**Texto extraído:**
La nueva Misa que fue pergeñada a partir de las ruinas del rito romano, lleva, pues, grabado en lo más profundo, y de modo indeleble e irreparable, el sello de la impiedad moderna.

Con el medio siglo trascurrido el asunto ha quedado más claro que el agua. 

 Sacerdote durante una "Misa" celebrada durante el carnaval en Rotemburgo (Alemania)

La impiedad del nuevo rito de la Misa se advierte, en primer lugar, en el desprecio de la Tradición con que se metió mano en ella. Algunos de los responsables de esta actitud, como Louis Bouyer (quien vio con amargura, en sus últimos días, los resultados de la destrucción que sus ideas habían alentado), comenzaron por criticar el período barroco y el “barroquismo” litúrgico, mediante un análisis histórico en que no se sabe si admirar más la ignorancia o la desviación teológica (Bouyer, originalmente calvinista, había bebido en autores luteranos algunas de las ideas centrales que traspasó luego a la liturgia). Pero la impía crítica se extendió hacia atrás hasta cubrir toda la Edad Media: lo medieval pasó a ser equivalente de corrupción y decadencia litúrgica, idea fomentada por ciertas apreciaciones erradas de Jungmann. Todo esto fue aparejado con una actitud “arqueologizante” que ya Pío XII había condenado: se procuró resucitar en la Misa viejas prácticas que la Iglesia, prudentemente, había abandonado, dándose así la impresión de que se estaba volviendo a la “noble sencillez” (contrapuesta al “barroquismo”) de unos primeros siglos de los que no se sabía con certeza prácticamente nada.

Se dejó de lado, por otra parte, las inteligentes, penetrantes observaciones del Cardenal Newman sobre la “evolución” del dogma: según este gran obispo inglés, el verdadero contenido de la fe viene a conocerse con la reflexión piadosa -es decir, fiel a los primeros Padres- que el paso del tiempo hace posible: así también se llega a apreciar el verdadero importe de un río, que no se conoce en su prístina fuente sino que cuando ya su cauce ha crecido y se ha ampliado. Era fácil derivar de esto la idea de que la riqueza de la liturgia no ha alcanzado su plenitud en los primeros siglos de su existencia, sino una vez que el tiempo ha ido pasando y enriqueciéndola; pero los liturgistas no se dieron por enterados. De modo incoherente, ellos quisieron honrar la tradición de los más antiguos Padres, prácticamente desconocida en su detalle, deshonrando la de los Padres más próximos a nosotros (los de los últimos mil años), cuya tradición está ricamente documentada.

**Material de trabajo:**
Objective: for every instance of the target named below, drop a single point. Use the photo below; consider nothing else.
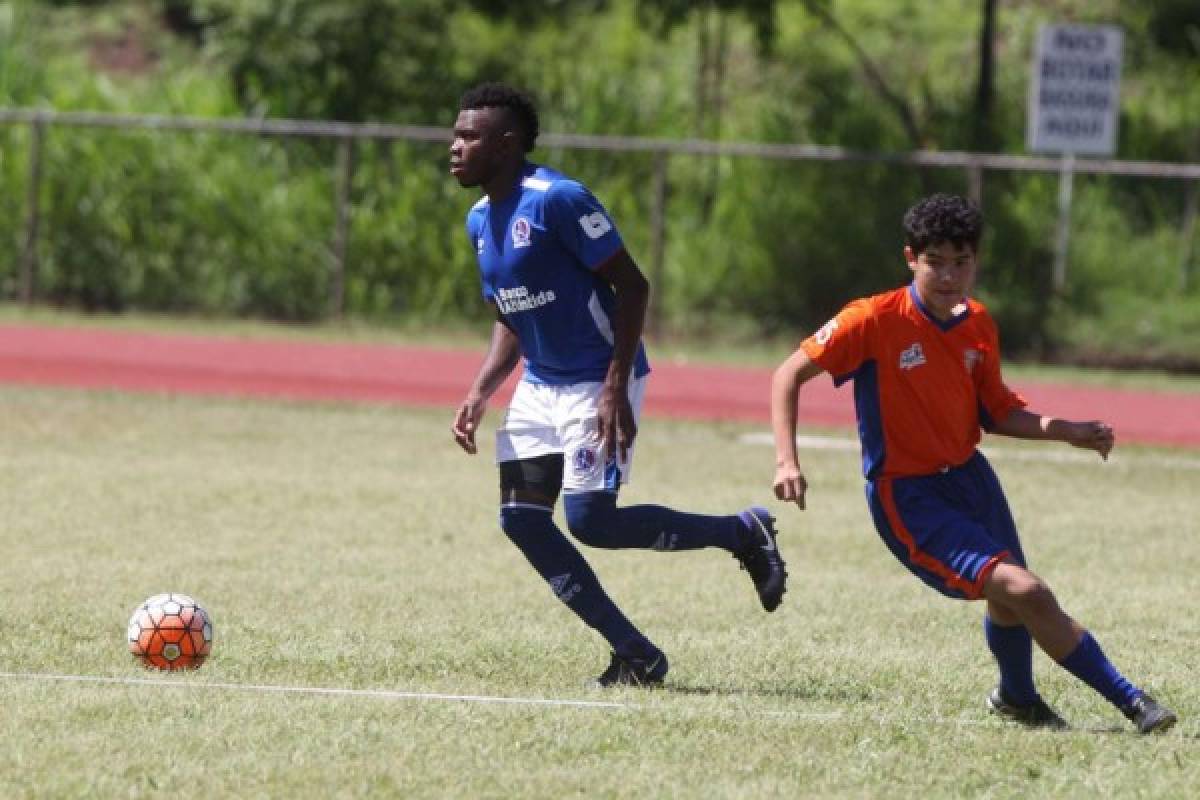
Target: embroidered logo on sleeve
(595, 224)
(521, 233)
(826, 332)
(912, 356)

**Lo que se pide:**
Indica si cada afirmación concuerda con el texto sobre la nueva Misa. Responde sí o no y cita las palabras exactas del texto que lo deciden.
1. Louis Bouyer había sido calvinista en su origen.
2. Pío XII había respaldado la actitud "arqueologizante".
3. La tradición de los Padres de los últimos mil años está escasamente documentada.

**Solución propuesta:**
1. Sí: «Bouyer, originalmente calvinista».
2. No: «una actitud “arqueologizante” que ya Pío XII había condenado».
3. No: «cuya tradición está ricamente documentada».